Short task:
Rewrite the records from the line containing "Target: soccer player in red shirt" through the end of the records, changing "sauce bottle" to "condiment bottle" and leaving everything else untouched. Return only those lines.

Listed records:
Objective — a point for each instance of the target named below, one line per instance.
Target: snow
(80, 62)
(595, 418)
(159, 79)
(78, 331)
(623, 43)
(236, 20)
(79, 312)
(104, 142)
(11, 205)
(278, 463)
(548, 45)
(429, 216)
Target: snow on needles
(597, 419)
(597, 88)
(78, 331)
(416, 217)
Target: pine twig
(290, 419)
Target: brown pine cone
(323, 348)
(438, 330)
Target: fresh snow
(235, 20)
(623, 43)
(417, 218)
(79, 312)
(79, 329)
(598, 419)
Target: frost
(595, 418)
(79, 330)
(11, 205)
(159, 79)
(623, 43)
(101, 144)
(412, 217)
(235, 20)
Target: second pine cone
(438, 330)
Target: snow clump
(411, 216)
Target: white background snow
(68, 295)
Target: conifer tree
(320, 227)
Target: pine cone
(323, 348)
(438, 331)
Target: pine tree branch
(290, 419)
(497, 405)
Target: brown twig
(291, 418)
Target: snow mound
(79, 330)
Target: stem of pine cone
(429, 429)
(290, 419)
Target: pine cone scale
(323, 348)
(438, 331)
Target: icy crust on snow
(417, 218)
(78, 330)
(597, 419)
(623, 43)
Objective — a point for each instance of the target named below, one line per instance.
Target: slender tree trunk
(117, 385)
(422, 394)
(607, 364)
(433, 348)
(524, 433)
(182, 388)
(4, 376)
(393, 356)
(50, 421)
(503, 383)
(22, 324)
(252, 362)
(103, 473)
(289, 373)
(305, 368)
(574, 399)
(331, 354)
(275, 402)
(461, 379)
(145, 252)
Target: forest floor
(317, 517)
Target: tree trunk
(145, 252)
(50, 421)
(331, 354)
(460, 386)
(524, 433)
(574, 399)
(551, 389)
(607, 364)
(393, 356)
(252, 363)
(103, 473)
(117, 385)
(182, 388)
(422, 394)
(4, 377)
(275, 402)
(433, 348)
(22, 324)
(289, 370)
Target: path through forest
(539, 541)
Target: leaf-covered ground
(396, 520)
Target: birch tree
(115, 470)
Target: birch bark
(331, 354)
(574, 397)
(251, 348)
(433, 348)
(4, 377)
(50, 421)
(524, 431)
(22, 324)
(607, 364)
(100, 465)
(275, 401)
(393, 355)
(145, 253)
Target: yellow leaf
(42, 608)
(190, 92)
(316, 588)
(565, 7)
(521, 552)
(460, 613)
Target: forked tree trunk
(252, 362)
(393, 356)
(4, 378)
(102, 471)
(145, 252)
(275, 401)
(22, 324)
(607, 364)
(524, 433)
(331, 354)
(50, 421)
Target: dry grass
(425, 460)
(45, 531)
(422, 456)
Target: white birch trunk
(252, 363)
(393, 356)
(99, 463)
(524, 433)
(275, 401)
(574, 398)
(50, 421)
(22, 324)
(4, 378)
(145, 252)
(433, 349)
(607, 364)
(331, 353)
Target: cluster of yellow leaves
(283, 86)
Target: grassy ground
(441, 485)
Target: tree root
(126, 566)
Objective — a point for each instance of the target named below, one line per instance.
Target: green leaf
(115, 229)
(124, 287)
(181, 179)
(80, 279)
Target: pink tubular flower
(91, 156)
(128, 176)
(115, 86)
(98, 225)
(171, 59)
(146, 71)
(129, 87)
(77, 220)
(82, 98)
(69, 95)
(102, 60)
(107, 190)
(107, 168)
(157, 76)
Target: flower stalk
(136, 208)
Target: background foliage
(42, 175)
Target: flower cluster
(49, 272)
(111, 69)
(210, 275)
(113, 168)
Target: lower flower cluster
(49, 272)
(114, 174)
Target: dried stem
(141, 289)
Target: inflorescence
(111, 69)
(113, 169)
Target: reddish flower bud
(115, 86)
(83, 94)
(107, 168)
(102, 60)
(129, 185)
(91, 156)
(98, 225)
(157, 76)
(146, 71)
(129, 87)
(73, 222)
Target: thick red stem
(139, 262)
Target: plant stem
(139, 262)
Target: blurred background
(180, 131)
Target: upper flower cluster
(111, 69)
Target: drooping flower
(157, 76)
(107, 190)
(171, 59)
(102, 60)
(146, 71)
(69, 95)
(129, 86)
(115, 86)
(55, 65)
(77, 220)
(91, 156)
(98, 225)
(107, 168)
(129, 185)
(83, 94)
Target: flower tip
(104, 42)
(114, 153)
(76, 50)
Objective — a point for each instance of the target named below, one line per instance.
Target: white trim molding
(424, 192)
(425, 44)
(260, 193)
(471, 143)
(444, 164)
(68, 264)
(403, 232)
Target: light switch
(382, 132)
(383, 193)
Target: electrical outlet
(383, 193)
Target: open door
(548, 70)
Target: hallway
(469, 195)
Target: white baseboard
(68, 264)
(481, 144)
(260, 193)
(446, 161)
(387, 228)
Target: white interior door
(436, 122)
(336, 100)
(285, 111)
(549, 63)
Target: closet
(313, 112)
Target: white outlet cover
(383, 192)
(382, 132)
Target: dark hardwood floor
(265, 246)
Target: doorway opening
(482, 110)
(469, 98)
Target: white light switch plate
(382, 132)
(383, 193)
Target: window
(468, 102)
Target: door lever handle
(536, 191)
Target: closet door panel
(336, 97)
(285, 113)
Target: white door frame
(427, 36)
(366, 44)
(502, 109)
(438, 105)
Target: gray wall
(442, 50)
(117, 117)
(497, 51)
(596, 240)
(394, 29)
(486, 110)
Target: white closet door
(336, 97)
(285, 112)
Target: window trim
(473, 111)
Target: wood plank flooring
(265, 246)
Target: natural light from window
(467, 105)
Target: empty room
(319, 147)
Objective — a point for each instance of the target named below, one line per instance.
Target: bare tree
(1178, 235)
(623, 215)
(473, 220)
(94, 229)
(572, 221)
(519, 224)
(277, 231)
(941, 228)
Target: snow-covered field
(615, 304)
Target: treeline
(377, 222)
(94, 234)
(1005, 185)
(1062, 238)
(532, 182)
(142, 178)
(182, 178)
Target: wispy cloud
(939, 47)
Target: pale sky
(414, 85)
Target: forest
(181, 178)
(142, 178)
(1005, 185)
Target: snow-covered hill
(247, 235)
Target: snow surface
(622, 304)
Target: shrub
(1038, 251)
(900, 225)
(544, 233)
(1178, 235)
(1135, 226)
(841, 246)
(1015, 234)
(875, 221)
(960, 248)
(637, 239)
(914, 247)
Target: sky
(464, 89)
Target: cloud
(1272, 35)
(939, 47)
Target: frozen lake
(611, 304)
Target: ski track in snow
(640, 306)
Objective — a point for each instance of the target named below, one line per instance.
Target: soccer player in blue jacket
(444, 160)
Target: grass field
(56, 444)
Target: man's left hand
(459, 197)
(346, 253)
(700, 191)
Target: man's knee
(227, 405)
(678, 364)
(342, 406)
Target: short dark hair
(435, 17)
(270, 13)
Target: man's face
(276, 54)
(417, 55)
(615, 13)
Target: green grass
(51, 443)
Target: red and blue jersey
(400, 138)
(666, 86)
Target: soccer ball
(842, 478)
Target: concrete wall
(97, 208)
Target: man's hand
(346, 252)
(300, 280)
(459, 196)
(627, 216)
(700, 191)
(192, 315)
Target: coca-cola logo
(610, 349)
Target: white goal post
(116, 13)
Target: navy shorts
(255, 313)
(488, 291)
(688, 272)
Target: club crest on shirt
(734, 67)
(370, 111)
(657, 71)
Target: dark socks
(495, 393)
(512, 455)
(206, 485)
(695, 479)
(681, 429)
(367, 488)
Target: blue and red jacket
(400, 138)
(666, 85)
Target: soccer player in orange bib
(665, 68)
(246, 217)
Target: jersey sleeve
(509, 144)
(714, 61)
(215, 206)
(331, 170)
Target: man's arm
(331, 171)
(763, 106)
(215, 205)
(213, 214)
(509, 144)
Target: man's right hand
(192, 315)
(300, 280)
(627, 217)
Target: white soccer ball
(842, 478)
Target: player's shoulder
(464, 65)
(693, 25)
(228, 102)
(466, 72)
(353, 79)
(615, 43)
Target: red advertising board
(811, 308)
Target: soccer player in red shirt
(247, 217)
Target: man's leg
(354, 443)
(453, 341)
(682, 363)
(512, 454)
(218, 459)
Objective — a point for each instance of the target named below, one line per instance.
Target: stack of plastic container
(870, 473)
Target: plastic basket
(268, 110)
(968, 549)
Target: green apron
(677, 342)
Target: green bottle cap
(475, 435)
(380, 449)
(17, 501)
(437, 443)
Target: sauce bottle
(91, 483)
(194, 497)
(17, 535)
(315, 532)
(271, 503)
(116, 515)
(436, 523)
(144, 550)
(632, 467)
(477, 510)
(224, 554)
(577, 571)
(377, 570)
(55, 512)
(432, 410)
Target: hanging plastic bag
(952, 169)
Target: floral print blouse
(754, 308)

Task result:
Target: soccer player in red shirt
(247, 217)
Target: man's leg
(354, 443)
(453, 341)
(682, 363)
(512, 454)
(218, 459)
Objective — a point for each instance of the target named below, one line per instance.
Target: stack of plastic container
(870, 473)
Target: plastic basket
(268, 110)
(968, 549)
Target: green apron
(677, 342)
Target: green bottle cap
(475, 435)
(380, 449)
(17, 501)
(437, 443)
Target: condiment bottle
(91, 483)
(194, 497)
(17, 535)
(315, 532)
(271, 503)
(116, 515)
(436, 523)
(144, 550)
(632, 467)
(477, 510)
(224, 554)
(577, 571)
(377, 570)
(55, 512)
(432, 410)
Target: hanging plastic bag
(952, 169)
Target: floral print blouse
(754, 308)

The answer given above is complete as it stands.